Start DATASET EXTRACT
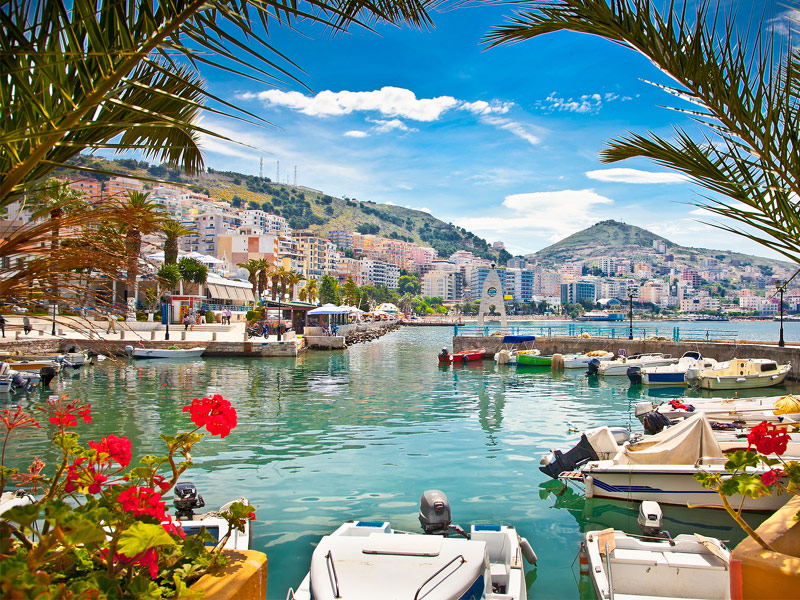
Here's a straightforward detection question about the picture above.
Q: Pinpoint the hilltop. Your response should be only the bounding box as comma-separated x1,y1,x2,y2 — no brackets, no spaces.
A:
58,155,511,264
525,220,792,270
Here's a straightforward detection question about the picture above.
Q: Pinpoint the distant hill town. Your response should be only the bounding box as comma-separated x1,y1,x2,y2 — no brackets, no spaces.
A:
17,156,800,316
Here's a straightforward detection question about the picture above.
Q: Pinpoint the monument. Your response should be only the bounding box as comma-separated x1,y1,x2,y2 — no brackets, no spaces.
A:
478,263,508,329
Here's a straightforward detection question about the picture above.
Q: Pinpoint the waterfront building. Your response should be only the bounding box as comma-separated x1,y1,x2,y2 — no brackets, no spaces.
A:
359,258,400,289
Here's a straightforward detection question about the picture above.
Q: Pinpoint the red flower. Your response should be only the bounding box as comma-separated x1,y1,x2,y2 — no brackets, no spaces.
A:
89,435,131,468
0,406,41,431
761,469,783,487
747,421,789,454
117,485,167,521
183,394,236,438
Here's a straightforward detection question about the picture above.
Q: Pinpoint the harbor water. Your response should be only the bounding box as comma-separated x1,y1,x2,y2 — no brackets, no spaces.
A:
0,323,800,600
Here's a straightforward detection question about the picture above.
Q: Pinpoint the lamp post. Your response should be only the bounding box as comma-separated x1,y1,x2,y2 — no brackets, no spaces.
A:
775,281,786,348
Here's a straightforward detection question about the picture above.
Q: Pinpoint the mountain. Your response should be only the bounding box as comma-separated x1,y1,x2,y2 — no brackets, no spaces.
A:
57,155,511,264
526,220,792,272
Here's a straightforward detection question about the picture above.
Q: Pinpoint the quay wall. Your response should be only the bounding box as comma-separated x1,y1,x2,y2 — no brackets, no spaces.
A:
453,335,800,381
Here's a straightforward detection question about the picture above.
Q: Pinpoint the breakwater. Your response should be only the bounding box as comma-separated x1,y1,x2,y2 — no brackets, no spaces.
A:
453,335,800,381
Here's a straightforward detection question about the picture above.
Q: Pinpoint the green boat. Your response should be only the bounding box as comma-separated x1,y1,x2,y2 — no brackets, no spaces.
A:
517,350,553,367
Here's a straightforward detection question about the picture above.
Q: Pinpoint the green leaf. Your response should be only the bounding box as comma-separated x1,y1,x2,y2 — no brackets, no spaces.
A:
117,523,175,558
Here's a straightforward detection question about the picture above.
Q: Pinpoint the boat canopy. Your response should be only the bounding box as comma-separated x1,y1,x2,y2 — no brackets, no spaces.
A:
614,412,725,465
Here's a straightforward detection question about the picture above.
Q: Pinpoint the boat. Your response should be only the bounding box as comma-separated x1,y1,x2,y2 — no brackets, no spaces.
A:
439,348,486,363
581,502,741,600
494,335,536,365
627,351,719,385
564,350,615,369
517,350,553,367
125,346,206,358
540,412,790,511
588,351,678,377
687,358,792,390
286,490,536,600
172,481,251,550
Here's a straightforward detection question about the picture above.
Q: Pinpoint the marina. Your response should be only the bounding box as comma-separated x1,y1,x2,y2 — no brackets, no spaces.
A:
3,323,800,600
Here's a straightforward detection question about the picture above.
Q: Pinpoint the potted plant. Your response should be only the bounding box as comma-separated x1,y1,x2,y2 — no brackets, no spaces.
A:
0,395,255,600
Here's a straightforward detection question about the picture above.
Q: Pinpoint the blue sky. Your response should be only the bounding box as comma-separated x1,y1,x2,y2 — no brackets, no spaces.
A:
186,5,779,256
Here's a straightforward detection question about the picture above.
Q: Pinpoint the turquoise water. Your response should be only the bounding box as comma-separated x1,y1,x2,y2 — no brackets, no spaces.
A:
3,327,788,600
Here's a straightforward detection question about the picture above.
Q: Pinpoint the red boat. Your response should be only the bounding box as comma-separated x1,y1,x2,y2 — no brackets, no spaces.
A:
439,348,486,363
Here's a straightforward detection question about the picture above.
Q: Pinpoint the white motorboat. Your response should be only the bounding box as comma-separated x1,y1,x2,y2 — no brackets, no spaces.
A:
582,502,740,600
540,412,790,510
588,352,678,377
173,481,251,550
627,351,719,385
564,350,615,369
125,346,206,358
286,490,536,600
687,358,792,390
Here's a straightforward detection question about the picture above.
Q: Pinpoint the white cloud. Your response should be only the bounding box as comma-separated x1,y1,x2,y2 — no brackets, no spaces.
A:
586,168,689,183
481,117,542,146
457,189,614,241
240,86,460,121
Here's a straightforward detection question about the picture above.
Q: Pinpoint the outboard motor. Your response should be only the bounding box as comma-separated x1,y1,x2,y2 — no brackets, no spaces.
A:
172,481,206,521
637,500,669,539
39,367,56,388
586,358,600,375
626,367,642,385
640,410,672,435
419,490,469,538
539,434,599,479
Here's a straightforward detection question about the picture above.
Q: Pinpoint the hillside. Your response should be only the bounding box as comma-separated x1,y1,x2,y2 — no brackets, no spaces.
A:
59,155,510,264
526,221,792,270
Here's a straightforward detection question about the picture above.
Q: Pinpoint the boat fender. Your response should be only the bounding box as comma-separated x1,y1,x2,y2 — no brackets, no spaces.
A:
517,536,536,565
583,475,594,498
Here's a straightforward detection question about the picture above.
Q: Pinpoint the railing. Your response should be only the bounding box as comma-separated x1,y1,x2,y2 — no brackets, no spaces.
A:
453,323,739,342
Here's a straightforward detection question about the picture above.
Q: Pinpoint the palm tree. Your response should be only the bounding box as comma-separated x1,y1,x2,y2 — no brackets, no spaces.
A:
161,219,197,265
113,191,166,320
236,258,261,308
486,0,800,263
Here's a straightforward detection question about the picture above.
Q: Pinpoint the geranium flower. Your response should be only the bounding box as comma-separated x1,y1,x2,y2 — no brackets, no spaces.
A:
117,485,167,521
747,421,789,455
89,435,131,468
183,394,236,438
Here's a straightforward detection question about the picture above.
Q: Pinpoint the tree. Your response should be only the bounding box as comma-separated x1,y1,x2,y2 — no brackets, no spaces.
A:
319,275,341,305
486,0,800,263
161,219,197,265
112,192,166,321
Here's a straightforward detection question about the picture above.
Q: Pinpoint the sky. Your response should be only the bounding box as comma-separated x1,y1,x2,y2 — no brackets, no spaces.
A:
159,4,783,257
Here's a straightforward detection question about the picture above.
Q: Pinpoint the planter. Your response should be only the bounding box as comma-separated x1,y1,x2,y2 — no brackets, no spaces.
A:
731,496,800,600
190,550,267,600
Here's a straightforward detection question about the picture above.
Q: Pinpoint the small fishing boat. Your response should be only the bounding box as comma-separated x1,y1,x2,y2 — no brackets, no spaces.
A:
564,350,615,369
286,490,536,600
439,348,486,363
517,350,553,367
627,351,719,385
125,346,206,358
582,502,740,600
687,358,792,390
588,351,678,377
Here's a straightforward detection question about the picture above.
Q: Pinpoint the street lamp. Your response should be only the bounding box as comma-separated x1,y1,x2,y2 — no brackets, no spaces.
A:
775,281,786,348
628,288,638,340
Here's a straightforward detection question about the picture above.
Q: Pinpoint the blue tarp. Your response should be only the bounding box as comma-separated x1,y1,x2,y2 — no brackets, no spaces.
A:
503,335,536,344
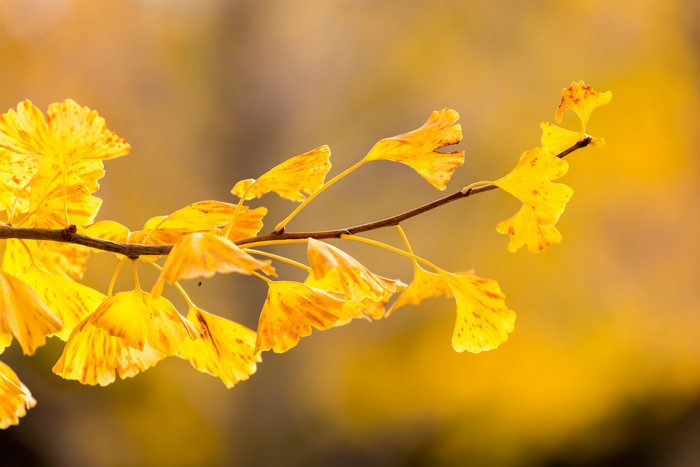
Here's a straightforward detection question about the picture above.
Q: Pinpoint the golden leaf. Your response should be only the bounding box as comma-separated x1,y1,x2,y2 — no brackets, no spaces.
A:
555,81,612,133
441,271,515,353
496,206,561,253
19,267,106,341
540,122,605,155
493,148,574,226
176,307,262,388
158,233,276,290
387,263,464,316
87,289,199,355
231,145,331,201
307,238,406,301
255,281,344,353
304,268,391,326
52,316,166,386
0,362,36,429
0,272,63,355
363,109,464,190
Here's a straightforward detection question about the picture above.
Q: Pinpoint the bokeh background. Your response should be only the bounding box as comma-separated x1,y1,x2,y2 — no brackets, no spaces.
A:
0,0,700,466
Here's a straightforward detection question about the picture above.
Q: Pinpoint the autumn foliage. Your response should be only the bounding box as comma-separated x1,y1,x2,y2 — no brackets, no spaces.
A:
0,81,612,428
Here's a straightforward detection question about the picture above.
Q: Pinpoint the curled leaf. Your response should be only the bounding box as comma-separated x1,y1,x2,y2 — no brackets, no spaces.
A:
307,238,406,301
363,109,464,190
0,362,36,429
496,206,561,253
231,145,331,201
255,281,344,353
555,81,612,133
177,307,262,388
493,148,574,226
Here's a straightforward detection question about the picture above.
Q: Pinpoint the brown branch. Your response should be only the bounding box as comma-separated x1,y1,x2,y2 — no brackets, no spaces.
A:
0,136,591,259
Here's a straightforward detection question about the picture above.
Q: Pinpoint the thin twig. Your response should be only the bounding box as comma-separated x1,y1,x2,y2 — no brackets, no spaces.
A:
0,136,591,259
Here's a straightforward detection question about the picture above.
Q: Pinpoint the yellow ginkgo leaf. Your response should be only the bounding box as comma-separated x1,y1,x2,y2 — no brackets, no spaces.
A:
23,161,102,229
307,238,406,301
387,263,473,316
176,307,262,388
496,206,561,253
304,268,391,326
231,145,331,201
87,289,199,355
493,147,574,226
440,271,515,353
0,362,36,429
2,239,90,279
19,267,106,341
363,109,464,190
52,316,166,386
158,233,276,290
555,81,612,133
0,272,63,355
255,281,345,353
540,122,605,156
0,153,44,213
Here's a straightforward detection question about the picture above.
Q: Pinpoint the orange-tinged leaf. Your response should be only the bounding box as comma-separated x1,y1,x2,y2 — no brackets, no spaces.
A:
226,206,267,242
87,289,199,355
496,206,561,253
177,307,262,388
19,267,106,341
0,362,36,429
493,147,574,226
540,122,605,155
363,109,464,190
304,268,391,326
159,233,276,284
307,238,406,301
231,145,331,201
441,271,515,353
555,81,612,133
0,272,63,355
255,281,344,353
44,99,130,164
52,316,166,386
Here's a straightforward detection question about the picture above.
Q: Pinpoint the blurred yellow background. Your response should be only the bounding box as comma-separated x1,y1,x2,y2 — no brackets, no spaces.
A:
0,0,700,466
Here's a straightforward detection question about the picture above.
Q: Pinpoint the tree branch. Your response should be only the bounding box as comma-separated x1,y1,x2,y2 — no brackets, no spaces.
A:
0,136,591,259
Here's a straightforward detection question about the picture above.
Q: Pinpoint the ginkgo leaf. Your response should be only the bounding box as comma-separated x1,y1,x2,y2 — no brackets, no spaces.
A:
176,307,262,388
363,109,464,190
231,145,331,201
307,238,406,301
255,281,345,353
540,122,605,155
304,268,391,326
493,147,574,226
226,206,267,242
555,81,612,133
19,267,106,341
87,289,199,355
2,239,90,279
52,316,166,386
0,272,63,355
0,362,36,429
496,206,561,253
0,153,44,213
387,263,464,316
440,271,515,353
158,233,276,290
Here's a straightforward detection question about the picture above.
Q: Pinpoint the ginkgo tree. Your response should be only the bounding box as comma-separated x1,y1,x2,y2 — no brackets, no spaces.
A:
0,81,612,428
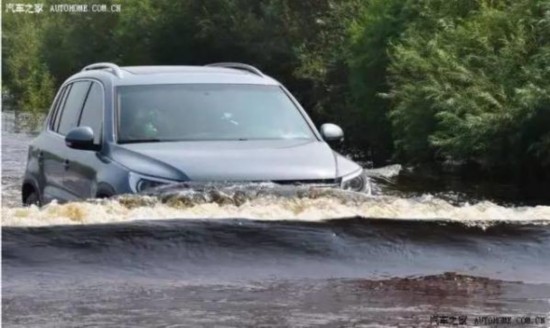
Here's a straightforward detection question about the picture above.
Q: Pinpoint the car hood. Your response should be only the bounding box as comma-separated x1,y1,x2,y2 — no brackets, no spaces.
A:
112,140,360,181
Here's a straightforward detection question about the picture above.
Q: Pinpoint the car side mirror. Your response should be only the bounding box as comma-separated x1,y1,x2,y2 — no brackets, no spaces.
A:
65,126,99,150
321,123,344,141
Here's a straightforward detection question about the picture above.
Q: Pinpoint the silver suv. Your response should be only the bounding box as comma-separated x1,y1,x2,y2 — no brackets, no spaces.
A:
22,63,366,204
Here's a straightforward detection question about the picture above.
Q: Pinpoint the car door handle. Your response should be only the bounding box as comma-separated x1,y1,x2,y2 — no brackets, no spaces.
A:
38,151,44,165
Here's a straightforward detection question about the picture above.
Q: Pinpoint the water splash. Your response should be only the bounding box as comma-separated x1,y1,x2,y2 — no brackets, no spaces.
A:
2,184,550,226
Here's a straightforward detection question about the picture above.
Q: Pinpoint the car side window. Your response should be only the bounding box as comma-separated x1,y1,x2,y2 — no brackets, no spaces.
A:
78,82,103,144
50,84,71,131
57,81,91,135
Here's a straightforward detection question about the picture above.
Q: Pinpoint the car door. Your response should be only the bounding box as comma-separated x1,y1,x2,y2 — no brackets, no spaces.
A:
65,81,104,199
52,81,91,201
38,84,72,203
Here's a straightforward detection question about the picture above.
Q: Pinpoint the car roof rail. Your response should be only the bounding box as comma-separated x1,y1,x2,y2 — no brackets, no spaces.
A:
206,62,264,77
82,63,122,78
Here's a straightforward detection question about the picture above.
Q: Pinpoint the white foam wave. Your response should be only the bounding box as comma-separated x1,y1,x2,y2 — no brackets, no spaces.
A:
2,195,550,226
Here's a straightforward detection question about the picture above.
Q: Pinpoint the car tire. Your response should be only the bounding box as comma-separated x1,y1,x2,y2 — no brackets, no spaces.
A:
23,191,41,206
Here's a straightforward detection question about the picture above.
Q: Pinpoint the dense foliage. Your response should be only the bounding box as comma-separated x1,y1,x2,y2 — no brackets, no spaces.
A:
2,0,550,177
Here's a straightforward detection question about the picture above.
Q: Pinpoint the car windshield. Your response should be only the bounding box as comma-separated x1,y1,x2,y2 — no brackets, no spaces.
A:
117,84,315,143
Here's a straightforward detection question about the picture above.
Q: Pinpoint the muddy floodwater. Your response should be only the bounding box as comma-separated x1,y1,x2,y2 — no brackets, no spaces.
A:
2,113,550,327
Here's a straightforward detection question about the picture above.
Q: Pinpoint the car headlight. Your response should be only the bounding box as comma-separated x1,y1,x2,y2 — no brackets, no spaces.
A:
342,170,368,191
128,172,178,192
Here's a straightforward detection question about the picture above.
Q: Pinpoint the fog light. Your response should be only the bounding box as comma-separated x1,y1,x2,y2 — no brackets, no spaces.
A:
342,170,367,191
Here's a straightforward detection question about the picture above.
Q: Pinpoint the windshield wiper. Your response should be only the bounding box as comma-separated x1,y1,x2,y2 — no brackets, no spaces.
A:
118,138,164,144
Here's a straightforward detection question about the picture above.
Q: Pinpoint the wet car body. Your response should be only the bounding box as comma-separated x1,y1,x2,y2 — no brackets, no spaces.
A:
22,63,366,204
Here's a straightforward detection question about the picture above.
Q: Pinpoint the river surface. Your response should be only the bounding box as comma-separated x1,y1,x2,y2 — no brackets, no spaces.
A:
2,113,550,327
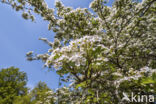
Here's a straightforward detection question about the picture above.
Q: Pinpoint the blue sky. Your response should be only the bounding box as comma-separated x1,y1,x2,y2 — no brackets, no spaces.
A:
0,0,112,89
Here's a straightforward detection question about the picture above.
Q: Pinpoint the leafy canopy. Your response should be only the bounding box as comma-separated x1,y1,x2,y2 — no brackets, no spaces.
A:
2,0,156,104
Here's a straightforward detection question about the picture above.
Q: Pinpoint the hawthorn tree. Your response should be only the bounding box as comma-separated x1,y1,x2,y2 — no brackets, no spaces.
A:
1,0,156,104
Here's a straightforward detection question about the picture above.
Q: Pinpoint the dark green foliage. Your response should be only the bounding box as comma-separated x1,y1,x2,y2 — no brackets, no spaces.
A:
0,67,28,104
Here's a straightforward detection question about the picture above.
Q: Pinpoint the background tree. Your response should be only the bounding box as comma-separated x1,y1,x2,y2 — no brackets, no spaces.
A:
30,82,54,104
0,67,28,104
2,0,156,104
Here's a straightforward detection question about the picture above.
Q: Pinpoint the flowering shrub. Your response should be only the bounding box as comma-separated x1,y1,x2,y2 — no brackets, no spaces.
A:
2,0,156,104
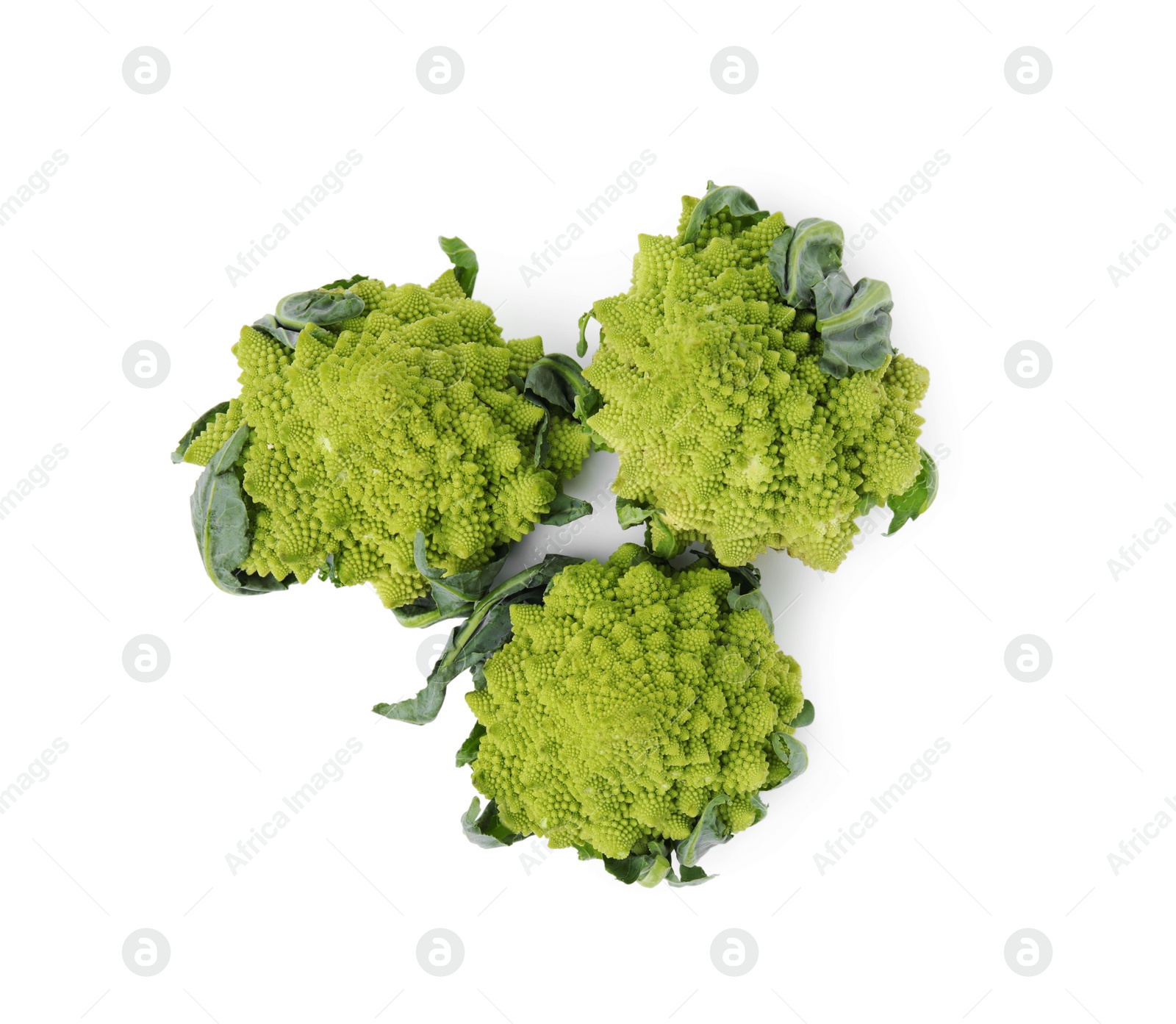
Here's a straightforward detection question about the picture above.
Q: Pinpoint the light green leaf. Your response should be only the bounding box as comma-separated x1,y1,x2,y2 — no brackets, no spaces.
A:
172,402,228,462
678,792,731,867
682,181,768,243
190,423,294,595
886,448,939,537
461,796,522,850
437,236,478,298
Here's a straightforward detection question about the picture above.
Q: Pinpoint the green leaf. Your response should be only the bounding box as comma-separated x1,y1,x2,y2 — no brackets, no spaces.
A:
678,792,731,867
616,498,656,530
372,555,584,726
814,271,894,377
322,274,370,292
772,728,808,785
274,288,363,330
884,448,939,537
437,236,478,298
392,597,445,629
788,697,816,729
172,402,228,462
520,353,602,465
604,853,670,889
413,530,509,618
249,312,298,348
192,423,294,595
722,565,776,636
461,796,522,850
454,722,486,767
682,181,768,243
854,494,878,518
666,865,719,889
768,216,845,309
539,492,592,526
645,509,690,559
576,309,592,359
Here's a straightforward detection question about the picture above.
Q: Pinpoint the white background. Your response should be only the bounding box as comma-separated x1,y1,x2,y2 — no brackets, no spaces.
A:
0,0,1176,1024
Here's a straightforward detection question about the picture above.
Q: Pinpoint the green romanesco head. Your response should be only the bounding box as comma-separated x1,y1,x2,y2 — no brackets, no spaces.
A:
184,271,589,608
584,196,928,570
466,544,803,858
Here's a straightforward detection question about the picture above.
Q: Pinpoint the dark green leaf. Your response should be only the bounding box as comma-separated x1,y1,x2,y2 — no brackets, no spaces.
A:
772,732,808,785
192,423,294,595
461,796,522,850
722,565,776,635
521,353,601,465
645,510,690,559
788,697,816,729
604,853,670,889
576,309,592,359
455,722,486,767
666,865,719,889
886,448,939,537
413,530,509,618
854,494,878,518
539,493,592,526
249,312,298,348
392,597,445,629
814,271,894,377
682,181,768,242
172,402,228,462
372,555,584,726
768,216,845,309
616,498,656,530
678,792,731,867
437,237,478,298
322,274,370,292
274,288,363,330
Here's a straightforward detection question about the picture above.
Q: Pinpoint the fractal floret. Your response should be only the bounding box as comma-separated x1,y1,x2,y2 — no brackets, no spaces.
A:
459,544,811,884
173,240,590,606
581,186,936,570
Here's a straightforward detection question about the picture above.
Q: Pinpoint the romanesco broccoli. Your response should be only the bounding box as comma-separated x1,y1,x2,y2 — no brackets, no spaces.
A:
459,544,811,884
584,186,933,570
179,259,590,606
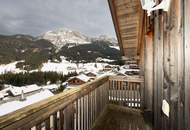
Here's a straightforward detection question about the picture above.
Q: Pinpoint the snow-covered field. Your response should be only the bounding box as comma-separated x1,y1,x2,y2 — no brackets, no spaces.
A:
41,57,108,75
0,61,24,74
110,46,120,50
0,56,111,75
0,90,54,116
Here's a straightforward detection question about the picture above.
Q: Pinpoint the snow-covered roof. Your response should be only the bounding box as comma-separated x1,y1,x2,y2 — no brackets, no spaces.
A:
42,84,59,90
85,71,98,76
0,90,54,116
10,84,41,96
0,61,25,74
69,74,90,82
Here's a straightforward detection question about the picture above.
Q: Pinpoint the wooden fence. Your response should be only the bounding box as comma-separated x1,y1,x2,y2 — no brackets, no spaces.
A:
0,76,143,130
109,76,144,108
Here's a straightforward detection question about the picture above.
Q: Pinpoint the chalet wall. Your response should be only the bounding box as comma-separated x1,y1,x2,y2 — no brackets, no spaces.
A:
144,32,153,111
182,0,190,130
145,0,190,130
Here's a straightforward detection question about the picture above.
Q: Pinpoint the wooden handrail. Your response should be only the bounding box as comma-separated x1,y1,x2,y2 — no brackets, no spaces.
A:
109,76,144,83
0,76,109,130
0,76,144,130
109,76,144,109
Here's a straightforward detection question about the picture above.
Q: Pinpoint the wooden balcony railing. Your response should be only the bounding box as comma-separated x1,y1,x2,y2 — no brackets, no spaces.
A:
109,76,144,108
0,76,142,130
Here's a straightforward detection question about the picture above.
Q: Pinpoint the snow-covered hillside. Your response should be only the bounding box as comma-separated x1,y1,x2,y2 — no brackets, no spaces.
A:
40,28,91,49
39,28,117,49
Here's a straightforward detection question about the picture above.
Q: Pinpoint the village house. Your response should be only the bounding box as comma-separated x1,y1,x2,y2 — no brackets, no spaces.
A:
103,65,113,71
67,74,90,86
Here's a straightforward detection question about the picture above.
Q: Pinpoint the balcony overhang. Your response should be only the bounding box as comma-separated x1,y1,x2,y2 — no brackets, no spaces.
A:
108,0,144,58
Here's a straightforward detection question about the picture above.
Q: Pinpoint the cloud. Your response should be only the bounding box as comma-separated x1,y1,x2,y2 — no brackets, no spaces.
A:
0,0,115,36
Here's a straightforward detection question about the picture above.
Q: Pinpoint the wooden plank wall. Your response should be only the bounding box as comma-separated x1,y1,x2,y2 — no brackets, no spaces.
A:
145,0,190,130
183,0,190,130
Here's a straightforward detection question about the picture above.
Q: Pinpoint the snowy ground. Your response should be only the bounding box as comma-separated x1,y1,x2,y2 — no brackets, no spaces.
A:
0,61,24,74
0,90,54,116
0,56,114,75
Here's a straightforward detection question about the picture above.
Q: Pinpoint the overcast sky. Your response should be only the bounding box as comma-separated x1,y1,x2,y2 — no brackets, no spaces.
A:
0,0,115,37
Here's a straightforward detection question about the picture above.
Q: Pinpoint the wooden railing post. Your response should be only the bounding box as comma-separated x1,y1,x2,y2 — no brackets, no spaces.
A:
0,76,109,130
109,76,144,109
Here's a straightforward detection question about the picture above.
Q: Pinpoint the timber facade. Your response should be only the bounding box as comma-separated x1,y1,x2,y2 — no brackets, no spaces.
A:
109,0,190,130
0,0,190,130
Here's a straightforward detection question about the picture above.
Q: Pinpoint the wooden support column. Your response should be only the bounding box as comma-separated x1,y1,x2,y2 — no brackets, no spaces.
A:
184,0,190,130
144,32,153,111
End DATASET EXTRACT
» **WHAT THE TASK REQUIRES**:
Can you rewrite the rows from the very start through the line containing "478,263,508,329", putting "Locate" wherever "Pinpoint" appears and changing nothing else? Leave the pictures out.

» **THE SOLUTION**:
Here's a straightforward detection question about the picture above.
Q: Locate the hilltop. Your response should be only the bounding box as comma-separated x1,y1,x2,y2 — no brackets, no spaces.
A:
58,155,511,264
525,220,792,270
Here's a straightforward detection question about the picture above.
Q: Locate the distant hill town. Your response should be only the bounding box as comma-separated x1,y1,x2,y2 — no brackets, no spaces.
A:
17,156,800,316
Here's a straightforward detection question about the picture above.
Q: Locate the monument. Your response should be only the bounding box as comma-separated x1,y1,x2,y2 — no brackets, no spaces.
A:
478,263,508,329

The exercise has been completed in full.